:: Objective 1 ::
In the passage about the Splunk dashboard, whose name does the task data show up against when a case has a different task assignee?

:: Source passage ::
--------------------------------------------------

Now that we have the data from TheHive into the Splunk kvstore, we can go about creating a dashboard to display it. This was a bit of an experience for me, as some of the Splunk queries took a lot of trial and error, this was on top of trying to figure out the best way structure the data in the kvstore as well.

I made the decision that if you owned the case, all the task data also showed up against the case owners name even if there was a different assignee. In your SOC’s you may find that the incident handler owns the case, but farms out tasks to others, however the ultimate responsibility is for the incident handler to manage the case to completion.

splunk-dashboard

To get the dashboard up, just grab the xml code below and create a new dashboard.

--------------------------------------------------

:: Data provided ::
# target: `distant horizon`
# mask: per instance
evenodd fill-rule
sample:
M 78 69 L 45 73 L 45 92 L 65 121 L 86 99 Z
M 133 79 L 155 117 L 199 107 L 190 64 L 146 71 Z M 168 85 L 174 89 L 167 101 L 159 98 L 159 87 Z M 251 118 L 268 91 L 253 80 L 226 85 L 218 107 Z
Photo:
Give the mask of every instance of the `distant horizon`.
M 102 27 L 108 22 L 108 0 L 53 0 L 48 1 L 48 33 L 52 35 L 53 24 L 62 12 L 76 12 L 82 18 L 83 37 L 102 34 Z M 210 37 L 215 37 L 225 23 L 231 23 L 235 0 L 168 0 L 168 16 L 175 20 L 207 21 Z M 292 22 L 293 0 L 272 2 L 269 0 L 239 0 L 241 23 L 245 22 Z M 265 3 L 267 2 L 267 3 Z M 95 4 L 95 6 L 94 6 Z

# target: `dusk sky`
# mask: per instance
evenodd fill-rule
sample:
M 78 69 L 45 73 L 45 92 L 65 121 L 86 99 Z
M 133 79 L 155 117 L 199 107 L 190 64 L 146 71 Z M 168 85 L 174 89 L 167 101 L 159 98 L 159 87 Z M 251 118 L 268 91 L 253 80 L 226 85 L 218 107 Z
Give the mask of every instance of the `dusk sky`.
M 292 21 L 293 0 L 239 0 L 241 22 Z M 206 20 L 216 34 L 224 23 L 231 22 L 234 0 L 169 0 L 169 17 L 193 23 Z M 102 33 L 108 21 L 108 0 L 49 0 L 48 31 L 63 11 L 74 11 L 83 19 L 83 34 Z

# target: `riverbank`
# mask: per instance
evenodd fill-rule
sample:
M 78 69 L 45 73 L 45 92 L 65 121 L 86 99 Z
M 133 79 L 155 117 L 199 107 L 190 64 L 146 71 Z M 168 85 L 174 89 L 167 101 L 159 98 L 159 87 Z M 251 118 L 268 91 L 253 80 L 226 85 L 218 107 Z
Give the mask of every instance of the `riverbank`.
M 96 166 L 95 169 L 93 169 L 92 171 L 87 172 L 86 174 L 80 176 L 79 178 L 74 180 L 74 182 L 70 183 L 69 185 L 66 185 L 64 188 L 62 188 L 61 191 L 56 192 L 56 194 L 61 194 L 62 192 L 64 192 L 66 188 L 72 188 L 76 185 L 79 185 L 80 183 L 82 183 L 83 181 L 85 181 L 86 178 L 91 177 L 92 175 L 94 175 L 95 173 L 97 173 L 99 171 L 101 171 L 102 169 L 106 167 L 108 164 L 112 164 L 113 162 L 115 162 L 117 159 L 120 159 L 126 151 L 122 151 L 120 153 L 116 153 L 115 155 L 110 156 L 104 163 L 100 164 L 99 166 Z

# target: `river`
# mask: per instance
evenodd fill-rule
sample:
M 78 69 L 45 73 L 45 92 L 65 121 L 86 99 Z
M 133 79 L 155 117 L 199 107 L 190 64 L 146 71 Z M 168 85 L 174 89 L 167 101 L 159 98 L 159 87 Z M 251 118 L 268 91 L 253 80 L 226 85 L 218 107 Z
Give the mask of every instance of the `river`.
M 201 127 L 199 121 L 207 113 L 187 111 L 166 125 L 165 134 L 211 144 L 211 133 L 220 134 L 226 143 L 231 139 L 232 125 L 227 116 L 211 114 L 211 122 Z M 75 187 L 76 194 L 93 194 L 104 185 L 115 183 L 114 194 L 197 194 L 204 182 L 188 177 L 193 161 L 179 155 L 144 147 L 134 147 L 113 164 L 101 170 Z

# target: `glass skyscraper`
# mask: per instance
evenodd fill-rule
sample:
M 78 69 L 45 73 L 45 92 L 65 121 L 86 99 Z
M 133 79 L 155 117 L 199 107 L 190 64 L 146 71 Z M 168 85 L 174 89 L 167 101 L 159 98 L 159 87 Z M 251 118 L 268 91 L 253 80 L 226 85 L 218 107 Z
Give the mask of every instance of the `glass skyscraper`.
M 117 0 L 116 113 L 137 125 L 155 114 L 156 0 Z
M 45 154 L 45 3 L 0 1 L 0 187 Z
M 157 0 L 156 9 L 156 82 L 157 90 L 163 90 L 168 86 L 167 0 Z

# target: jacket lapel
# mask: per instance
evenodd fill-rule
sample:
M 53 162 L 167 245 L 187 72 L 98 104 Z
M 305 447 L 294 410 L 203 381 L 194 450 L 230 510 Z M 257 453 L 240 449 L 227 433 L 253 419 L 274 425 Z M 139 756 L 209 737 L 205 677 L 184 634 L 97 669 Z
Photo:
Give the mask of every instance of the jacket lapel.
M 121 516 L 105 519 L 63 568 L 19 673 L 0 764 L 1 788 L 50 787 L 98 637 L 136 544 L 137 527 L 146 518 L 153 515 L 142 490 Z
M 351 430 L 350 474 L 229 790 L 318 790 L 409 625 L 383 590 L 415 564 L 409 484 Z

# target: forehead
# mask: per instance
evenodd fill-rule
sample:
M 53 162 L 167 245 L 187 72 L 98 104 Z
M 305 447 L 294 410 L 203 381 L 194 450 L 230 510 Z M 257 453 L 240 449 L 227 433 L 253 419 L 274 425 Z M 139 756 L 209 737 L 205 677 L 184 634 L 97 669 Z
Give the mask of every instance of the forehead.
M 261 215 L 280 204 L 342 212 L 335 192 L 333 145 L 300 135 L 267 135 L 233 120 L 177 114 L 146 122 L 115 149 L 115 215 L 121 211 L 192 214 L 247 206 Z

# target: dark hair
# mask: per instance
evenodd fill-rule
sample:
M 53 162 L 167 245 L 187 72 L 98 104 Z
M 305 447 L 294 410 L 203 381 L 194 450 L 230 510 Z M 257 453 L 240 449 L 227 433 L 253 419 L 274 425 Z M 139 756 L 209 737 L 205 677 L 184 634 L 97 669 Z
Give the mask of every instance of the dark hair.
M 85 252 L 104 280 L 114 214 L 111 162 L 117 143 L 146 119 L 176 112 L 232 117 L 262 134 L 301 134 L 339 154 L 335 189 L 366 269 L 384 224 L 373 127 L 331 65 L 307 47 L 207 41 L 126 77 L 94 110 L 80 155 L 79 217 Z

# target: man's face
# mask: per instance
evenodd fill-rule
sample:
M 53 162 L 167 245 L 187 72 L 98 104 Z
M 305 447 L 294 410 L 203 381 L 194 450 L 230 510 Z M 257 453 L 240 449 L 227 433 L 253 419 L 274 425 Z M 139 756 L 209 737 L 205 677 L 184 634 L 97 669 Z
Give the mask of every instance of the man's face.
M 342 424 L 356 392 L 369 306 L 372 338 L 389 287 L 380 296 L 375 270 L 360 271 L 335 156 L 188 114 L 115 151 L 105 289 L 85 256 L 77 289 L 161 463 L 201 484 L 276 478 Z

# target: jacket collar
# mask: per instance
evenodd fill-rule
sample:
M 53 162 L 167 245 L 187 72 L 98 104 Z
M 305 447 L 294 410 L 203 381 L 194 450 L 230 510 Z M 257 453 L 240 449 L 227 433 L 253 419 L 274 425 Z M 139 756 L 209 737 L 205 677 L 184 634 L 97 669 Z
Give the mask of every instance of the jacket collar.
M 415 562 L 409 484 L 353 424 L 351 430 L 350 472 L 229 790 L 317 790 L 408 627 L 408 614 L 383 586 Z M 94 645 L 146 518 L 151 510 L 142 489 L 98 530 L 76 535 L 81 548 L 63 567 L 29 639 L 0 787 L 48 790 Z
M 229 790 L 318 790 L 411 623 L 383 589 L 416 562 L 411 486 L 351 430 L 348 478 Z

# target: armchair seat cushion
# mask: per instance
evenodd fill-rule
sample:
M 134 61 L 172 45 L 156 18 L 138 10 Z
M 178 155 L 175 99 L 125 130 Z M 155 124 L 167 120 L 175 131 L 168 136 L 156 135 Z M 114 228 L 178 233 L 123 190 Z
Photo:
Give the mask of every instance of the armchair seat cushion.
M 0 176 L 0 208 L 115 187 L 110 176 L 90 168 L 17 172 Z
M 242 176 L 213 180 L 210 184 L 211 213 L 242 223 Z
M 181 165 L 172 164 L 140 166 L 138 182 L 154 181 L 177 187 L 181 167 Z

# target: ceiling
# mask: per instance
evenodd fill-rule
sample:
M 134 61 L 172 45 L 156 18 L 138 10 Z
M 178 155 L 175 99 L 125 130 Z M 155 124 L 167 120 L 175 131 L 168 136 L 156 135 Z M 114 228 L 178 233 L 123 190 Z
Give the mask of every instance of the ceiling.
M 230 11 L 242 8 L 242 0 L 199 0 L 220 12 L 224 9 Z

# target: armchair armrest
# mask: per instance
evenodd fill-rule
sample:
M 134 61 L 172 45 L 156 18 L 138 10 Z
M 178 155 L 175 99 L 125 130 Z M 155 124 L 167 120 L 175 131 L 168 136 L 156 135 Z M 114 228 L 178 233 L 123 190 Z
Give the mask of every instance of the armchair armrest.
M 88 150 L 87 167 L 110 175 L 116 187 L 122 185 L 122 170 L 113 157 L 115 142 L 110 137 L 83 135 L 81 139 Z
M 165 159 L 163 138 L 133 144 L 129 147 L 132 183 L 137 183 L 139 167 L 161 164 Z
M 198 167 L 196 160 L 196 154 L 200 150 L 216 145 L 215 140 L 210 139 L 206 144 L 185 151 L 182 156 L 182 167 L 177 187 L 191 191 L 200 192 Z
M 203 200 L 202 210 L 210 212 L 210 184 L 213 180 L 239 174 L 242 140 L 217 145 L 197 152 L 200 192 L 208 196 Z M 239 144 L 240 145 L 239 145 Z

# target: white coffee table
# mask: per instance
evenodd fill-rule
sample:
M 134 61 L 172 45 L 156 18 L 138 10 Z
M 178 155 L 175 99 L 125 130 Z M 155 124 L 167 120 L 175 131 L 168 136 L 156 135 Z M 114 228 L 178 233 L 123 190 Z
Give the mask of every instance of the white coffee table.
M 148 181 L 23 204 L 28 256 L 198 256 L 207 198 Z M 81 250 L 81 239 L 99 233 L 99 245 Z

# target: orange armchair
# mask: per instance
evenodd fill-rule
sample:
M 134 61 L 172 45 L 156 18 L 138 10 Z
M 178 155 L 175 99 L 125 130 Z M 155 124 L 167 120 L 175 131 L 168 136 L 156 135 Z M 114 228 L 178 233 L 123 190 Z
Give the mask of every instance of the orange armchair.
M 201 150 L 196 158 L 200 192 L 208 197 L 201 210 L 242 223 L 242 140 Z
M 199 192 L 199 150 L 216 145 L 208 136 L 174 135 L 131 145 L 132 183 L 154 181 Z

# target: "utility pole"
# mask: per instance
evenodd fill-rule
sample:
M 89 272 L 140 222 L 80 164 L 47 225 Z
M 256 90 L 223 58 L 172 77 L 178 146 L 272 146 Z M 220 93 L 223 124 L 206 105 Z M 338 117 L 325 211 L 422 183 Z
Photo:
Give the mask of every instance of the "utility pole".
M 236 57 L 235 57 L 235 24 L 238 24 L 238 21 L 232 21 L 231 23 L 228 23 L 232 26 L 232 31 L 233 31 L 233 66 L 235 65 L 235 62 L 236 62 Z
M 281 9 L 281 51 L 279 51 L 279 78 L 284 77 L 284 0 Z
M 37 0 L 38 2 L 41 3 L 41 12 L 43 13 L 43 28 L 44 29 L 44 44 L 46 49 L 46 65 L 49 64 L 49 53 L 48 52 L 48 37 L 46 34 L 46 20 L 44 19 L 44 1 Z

--------------------------------------------------

:: Objective 2 ::
Format the rows starting at the line containing "# target: forehead" and ending at the line containing "M 261 215 L" as a numbered list, omitting blank lines.

:: Solution 1 ::
The case owner's name.

:: Solution 2 ::
1. # target: forehead
2. # mask: per instance
3. evenodd fill-rule
4. sample:
5. M 53 162 L 167 245 L 187 72 L 98 104 Z
6. M 305 447 L 294 410 L 203 381 L 194 450 L 230 510 Z M 257 453 L 240 449 L 227 433 L 253 419 L 274 425 Z M 139 756 L 209 737 L 205 677 L 184 634 L 97 669 Z
7. Give the mask of every instance of the forehead.
8. M 261 215 L 280 204 L 342 212 L 335 192 L 333 145 L 300 135 L 267 135 L 233 120 L 177 114 L 146 122 L 115 149 L 115 215 L 121 211 L 192 214 L 247 206 Z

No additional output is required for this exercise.